* _Passage_:
In 2018, Forbes nominated Oman as the best place to travel in the Middle East. I could not agree more after my trip – the place is surreal! Compare to its neighboring countries, United Arab Emirates and Saudi Arabia, you haven’t heard much about Oman. Probably because not that many tourists come here, but this is also one of the reasons why I love this country. After my experiences in Qatar and the U.A.E, I expected Oman to be very similar, because it is also a country rich in oil. One thing I noticed when visiting other Gulf countries was that, most of the people you meet on the streets, shops and restaurants are either expats or tourists. But this is not the case in Oman. Here you actually get to come across the locals and interact with them, and Omani people are incredible welcoming and friendly. They have a modern way of thinking and most of them speak English. Oman is an extremely well developed country and has been voted to be one of the cleanest and safest countries in the world.
What to do in Oman
Muscat is unlike most capital cities that I have been to. Instead of tall skyscrapers, new buildings have no more than 5 floors and built with an original Arabic look, which makes the the city really charming. I stayed at the Radisson Blue in the city center near many good restaurants, especially the seafood here is mouthwatering! The area felt quite local and there is a fresh fish market every night, where local omanis just sit on the street and hangout.
Sultan Qaboos Grand Mosque
Number 1 thing to do in Muscat is to visit the beautiful Sultan Qaboos Grand Mosque. It’s not as old as the Blue mosque in Istanbul or big as the Sheikh Zayed mosque in Abu Dhabi, but it’s marvelous in its own way. The architecture is amazing and every single detail on the site is incredible. Just as any other mosques, you have to dress appropriate and women must cover their hair, but there are scarves and dresses you can borrow at the entrance.
Royal Opera House
Another beautiful attraction in Muscat is the Royal Opera House. Again, the architecture is amazing and it’s probably the cleanest attraction that I have ever been to. Everything is almost sparkling in the bright sun. The architecture is a mix of a traditional 16th century Italian opera house and contemporary Omani style. I didn’t go inside the Opera House, but you can book a visit to go inside as well.
Where to eat in Muscat
In Muscat you can find everything from Shake Shack to local Omani cuisine. In shopping malls and 5-star hotels, you will find fine dining and international chains like Shake Shack, Paul, PinkBerry, Wagamama etc. If you want to taste the local cuisine, you can head down to the city center where you will find plenty of Arabic restaurants.
Breakfast at Roselle
I found this cute breakfast place in the Oman Avenues Mall. It’s called Roselle and everything on the menu is totally instagrammable. I had a rose latte, açaí bowl and bread roll.
Lunch at Kargeen
Well hidden in an expat neighborhood, this place feels like an oasis in the city. It’s also quite popular among bloggers and influencers. Kargeen is a must place to go for lunch or dinner. You will find western and local omani food on the menu.
Local dinner at Turkish House Restaurant
A few minutes walk from the Radisson Blu hotel, I found this high rated restaurant serving fresh seafood and Arabic grilled meat. It is quite local and prices are cheaper than other international restaurants, and the food was so good that I went here twice!

* _Dataset_:

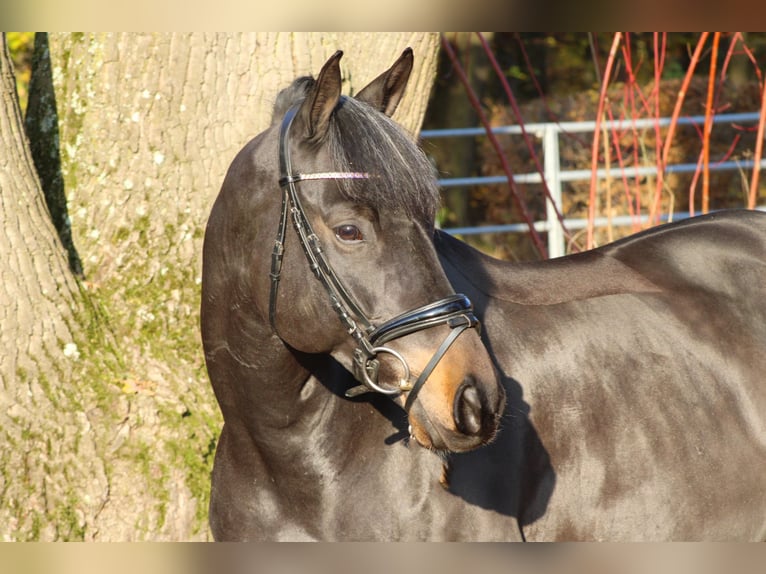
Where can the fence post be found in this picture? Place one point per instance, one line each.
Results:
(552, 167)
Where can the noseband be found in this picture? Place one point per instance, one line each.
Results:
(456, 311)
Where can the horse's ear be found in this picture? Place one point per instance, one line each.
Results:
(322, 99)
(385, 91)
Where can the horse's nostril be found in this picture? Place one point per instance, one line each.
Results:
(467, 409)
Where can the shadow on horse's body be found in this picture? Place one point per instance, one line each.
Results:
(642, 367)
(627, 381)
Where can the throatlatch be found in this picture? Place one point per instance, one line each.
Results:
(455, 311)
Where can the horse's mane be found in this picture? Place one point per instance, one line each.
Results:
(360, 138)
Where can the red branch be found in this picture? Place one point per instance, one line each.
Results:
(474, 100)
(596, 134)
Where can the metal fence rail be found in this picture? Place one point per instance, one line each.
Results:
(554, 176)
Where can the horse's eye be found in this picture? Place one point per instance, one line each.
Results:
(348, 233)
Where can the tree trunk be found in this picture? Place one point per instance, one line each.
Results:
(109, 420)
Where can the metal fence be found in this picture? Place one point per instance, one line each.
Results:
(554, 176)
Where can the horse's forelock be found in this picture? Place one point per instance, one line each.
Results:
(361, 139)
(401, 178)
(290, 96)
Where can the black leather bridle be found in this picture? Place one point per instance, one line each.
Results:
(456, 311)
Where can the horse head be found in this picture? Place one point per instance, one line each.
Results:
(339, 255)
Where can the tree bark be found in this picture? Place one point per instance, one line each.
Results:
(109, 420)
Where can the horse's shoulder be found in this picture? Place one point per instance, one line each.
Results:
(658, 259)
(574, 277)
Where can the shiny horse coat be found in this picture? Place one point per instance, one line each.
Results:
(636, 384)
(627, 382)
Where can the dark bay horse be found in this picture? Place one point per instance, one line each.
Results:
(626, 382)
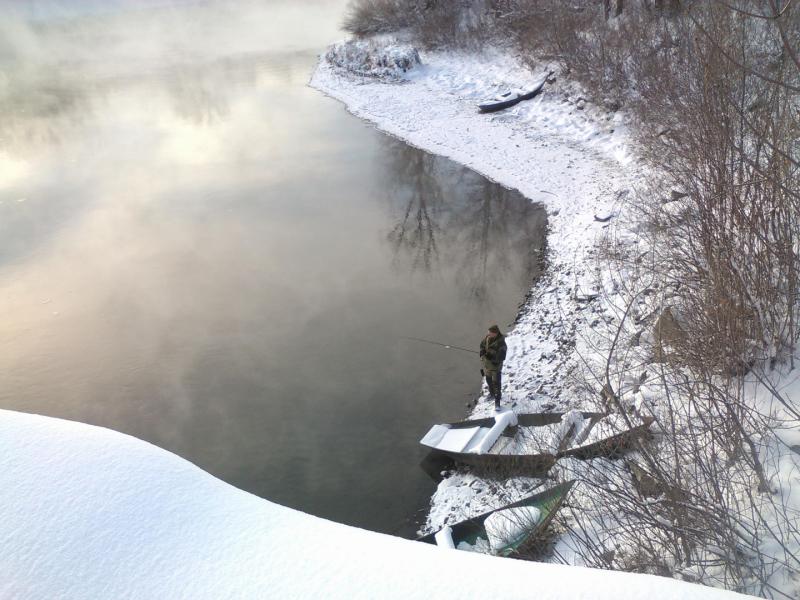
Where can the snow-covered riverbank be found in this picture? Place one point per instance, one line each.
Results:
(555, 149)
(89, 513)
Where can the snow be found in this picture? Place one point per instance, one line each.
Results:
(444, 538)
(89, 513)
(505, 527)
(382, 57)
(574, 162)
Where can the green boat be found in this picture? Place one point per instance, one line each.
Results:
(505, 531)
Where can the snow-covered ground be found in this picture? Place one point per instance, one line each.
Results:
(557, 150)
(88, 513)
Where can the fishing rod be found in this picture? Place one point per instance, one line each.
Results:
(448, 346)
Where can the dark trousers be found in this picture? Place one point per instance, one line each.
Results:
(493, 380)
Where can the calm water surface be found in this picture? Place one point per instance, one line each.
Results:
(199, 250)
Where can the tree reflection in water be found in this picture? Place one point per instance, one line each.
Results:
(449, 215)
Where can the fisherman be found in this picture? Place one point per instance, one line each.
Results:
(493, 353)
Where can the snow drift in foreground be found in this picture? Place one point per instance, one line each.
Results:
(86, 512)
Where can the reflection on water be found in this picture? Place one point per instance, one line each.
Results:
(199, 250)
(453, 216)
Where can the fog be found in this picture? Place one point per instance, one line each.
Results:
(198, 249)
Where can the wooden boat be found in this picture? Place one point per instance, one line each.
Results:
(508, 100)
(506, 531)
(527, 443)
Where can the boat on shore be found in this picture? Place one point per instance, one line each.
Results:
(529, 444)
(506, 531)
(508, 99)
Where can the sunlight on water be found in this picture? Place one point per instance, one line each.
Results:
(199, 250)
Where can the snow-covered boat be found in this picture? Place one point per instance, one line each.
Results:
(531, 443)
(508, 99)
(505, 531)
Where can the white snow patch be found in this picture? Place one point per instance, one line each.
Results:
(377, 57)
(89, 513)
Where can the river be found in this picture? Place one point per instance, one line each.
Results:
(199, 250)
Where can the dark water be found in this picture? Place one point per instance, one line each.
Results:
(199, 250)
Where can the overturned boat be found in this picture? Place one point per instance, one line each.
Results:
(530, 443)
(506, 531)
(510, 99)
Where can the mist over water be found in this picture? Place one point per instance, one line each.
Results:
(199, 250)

---

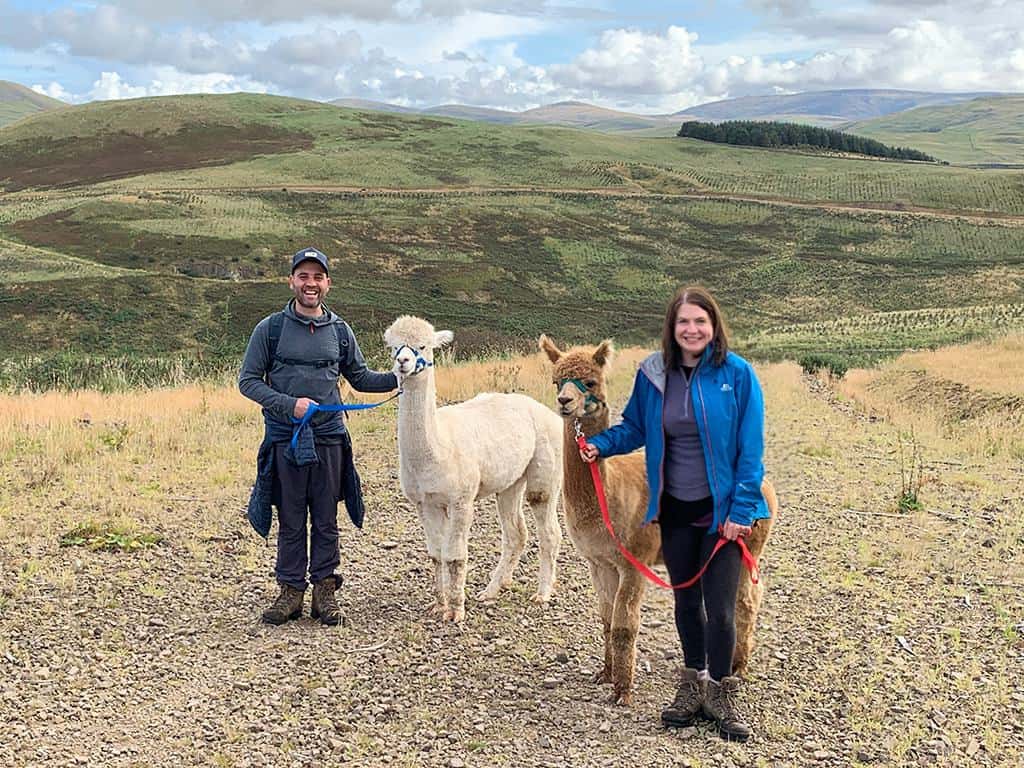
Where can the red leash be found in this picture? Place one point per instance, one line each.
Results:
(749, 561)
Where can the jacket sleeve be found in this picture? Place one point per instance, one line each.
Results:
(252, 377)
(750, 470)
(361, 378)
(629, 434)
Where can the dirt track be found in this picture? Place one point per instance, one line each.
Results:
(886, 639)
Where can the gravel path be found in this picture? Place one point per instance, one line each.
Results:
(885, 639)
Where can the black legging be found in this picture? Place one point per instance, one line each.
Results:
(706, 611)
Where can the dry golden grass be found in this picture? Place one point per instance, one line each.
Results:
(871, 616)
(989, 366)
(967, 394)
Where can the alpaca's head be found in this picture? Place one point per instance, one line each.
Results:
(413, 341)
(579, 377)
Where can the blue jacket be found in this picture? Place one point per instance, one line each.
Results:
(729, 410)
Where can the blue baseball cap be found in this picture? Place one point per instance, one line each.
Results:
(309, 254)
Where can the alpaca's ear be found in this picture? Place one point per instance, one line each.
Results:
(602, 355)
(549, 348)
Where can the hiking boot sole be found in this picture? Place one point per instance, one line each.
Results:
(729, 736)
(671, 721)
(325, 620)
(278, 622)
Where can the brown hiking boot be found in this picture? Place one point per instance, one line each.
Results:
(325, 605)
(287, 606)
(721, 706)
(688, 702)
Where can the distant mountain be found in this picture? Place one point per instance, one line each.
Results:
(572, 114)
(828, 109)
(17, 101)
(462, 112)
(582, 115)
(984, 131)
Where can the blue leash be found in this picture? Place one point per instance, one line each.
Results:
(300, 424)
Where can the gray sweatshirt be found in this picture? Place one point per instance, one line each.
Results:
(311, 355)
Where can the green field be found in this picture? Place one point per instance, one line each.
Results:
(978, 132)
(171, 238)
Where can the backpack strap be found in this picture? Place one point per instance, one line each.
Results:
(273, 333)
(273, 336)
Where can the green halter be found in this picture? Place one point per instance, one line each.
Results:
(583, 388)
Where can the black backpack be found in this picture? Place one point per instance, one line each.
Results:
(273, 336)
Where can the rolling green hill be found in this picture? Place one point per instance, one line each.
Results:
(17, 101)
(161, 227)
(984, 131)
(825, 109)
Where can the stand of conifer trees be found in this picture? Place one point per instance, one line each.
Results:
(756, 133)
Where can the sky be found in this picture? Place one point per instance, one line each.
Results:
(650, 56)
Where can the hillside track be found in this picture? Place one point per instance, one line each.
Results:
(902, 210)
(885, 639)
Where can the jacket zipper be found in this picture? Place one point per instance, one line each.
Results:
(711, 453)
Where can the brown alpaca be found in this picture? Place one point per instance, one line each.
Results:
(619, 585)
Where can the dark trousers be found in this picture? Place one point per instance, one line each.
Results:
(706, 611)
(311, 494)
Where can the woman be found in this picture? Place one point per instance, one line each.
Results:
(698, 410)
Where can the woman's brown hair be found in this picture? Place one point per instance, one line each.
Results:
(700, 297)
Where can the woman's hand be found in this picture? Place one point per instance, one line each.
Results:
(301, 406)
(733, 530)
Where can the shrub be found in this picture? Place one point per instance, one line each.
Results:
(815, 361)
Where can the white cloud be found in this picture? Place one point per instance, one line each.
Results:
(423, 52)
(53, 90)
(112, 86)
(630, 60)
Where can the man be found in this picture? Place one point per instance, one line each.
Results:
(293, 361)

* _The tasks_:
1. Name every restaurant in the Oman travel post that has a heading of its own.
2. Summarize the Oman travel post in two sentences.

* _Responses in order_:
1. Roselle, Kargeen, Turkish House Restaurant

2. The writer found Oman a clean, safe and well-developed country where, unlike in other Gulf countries, visitors can meet friendly, welcoming locals who mostly speak English. In Muscat, the post recommends the Sultan Qaboos Grand Mosque and the Royal Opera House, along with places to eat such as Roselle, Kargeen and the Turkish House Restaurant.